WHAT YOU NEED TO DO
Write out each entry once more so that it matches the original exactly.
INPUT DATA section start
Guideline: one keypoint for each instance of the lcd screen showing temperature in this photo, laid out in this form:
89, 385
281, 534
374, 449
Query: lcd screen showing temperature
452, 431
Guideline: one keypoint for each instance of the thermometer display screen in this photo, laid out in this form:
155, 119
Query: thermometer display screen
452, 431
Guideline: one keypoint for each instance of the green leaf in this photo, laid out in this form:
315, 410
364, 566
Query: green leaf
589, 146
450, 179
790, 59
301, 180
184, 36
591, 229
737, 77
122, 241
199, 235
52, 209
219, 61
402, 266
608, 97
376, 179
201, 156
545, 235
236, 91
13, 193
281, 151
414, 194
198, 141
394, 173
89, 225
INPUT DATA section end
RESULT
Guideline: one keypoint for each instance of the lcd screen showing temperature in this photo, laid out in this form:
89, 385
281, 534
374, 449
Query: lcd screen showing temperature
452, 431
Guideline: one keypoint for each instance of the thermometer display screen in this photo, laid out in this form:
155, 119
Query: thermometer display screen
452, 431
Guideline: one keypoint for each instance of the green leaf in this photo, laid out in this form:
315, 410
364, 566
Query: green leaf
589, 146
450, 179
790, 59
301, 180
184, 36
591, 229
737, 77
122, 241
199, 235
52, 209
219, 61
402, 266
608, 97
376, 179
201, 156
545, 235
236, 91
13, 193
281, 151
414, 194
198, 141
394, 173
89, 225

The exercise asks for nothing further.